### Task prompt
Find every line in the data below that contains the word "canopy", and copy each of those lines. Matching is case-sensitive.

### Records to use
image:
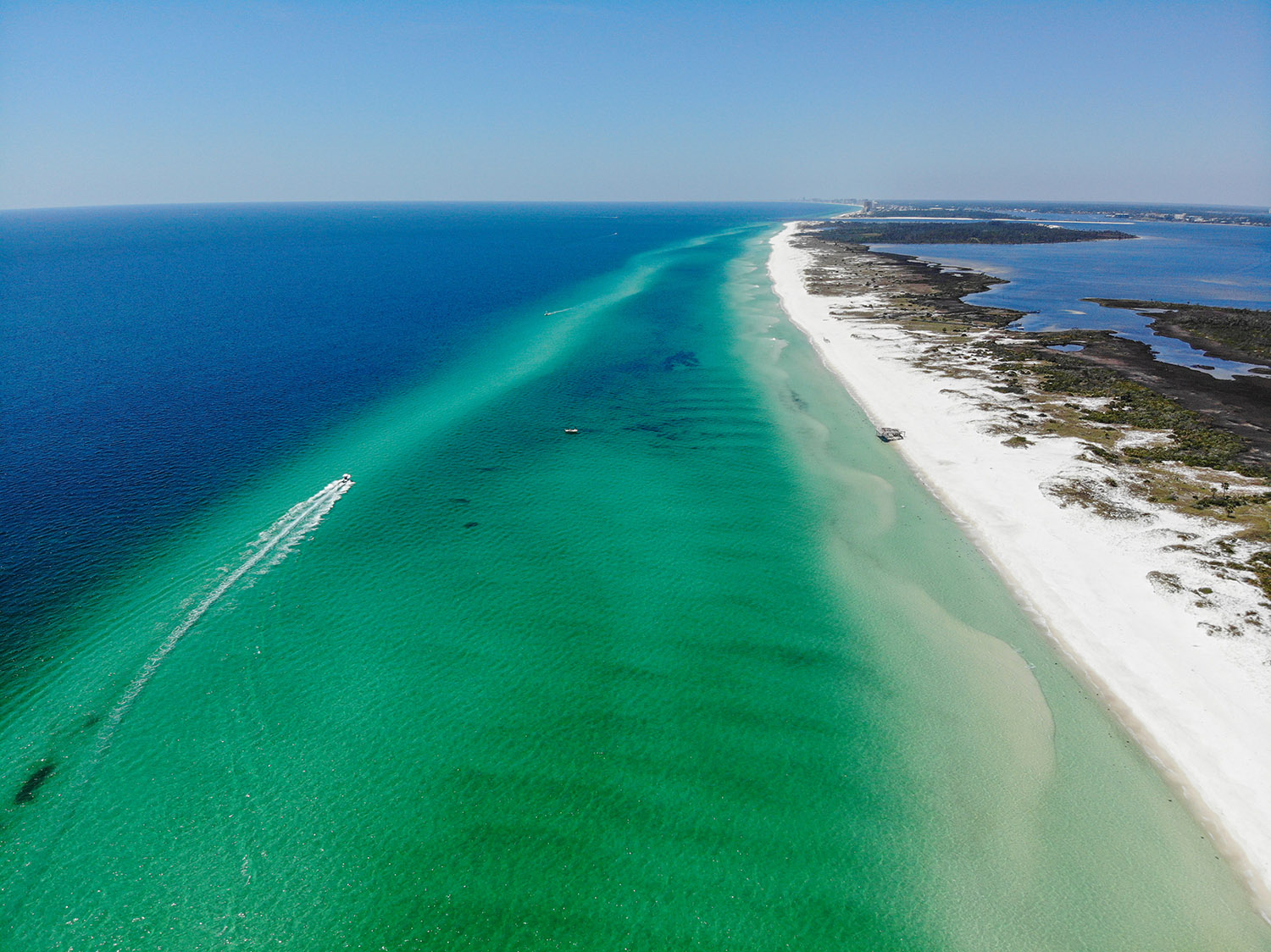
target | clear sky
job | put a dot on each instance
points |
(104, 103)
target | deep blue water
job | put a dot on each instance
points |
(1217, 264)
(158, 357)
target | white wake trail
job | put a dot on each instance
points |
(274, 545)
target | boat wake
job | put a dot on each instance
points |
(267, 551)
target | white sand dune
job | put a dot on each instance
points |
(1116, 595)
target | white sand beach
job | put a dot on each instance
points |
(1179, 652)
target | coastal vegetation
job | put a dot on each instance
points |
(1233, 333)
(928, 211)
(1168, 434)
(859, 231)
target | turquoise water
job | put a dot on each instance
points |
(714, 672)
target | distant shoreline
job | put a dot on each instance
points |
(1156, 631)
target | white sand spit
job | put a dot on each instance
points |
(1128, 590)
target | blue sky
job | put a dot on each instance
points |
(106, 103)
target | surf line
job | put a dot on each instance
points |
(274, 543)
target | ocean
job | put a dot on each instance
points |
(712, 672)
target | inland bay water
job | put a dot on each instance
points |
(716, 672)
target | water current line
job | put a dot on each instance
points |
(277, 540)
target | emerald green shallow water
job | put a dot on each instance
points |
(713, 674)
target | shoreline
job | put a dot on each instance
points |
---
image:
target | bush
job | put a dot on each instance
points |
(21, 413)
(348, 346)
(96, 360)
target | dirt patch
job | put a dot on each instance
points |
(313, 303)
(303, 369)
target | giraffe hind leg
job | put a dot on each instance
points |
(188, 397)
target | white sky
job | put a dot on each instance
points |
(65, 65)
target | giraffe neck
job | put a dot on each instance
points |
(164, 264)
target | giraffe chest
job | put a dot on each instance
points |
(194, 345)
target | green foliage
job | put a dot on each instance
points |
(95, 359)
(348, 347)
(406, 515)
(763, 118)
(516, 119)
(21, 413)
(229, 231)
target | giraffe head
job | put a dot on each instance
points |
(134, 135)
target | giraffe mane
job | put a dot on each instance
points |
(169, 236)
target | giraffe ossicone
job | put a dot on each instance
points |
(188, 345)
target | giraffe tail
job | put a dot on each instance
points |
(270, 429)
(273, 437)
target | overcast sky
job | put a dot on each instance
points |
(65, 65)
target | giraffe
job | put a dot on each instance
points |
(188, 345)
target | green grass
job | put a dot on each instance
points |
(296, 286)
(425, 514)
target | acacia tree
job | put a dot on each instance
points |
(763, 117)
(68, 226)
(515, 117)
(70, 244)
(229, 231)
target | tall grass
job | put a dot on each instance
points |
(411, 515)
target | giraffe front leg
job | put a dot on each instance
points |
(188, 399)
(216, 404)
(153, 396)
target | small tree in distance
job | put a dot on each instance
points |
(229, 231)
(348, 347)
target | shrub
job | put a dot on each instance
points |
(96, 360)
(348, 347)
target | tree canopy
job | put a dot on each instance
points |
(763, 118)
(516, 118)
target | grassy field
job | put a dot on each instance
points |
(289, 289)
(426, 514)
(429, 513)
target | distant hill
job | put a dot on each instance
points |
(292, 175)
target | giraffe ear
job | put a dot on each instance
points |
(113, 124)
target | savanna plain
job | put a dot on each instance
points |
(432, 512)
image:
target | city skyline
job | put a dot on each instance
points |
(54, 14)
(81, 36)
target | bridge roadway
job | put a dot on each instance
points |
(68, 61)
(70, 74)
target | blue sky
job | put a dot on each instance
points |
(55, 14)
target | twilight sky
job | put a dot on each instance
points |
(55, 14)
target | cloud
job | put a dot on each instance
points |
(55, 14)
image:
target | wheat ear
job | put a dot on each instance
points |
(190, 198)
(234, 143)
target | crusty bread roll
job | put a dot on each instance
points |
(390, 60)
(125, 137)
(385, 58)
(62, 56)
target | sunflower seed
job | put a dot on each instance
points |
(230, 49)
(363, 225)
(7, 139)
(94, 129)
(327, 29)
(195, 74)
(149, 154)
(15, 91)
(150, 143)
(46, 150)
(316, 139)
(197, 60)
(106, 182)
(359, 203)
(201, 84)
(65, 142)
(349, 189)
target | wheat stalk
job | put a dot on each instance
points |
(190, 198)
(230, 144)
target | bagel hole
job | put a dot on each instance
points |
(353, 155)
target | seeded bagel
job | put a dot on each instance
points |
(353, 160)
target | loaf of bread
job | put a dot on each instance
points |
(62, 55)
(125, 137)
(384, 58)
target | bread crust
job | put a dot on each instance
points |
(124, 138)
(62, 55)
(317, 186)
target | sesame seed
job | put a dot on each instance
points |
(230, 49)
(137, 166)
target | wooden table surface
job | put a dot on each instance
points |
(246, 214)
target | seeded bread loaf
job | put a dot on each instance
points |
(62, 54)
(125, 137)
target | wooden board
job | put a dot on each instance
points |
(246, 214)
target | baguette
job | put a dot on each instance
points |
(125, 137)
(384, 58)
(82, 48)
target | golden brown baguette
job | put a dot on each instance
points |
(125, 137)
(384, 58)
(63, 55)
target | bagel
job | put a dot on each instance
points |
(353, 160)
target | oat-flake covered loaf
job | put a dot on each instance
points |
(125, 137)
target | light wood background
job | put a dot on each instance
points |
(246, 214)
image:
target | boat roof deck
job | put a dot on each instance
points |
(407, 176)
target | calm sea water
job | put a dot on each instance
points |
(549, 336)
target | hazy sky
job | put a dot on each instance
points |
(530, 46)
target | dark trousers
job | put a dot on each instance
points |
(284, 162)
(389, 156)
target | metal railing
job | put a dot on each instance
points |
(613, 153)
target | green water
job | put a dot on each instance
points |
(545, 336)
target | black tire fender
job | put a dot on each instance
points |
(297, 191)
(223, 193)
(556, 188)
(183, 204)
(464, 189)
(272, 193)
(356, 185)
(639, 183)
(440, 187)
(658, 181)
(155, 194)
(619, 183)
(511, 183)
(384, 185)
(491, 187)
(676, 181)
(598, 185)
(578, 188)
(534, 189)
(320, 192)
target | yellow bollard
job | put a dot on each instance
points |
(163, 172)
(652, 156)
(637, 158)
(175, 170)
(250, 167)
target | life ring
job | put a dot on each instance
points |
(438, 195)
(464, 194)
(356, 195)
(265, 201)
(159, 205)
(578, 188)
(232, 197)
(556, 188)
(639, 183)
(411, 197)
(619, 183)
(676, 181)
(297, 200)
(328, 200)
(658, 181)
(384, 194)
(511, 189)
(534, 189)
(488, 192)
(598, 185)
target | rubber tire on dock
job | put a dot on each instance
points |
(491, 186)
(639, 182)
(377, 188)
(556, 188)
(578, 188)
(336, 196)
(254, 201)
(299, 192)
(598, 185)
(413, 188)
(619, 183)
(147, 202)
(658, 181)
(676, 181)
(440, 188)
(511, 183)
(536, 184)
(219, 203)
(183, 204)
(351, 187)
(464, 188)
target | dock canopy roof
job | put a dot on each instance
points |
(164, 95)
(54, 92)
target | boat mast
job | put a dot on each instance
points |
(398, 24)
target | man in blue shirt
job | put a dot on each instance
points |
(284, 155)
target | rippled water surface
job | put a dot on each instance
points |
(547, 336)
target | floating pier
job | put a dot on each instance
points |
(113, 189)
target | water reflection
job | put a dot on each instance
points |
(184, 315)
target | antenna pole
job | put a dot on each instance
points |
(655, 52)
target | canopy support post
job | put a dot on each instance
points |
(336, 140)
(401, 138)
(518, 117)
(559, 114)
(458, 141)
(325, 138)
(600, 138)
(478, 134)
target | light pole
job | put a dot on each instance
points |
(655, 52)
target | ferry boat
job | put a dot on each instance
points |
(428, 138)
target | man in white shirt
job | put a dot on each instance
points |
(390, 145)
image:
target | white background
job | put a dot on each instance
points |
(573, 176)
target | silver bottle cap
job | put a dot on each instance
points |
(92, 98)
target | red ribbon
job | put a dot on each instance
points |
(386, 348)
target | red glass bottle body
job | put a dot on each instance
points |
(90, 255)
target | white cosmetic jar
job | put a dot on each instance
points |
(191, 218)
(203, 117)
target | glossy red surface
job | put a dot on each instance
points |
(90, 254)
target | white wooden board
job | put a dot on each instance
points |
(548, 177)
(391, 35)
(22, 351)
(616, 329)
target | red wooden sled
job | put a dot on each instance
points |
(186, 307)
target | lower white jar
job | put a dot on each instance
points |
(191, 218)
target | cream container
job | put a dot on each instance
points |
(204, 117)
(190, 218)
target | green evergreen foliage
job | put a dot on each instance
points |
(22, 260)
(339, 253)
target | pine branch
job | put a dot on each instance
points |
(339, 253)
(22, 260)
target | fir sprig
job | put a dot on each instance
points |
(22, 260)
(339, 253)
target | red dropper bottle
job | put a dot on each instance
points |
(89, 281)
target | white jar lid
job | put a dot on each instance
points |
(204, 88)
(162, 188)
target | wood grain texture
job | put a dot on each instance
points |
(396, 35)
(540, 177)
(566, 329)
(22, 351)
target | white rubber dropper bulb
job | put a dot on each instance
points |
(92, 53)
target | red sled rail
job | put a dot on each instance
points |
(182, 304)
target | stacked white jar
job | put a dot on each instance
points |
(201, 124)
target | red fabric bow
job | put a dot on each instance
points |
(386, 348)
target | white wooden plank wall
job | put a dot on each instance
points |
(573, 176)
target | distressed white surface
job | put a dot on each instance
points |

### Solution
target | tree canopy
target | dock canopy roof
target | canopy support post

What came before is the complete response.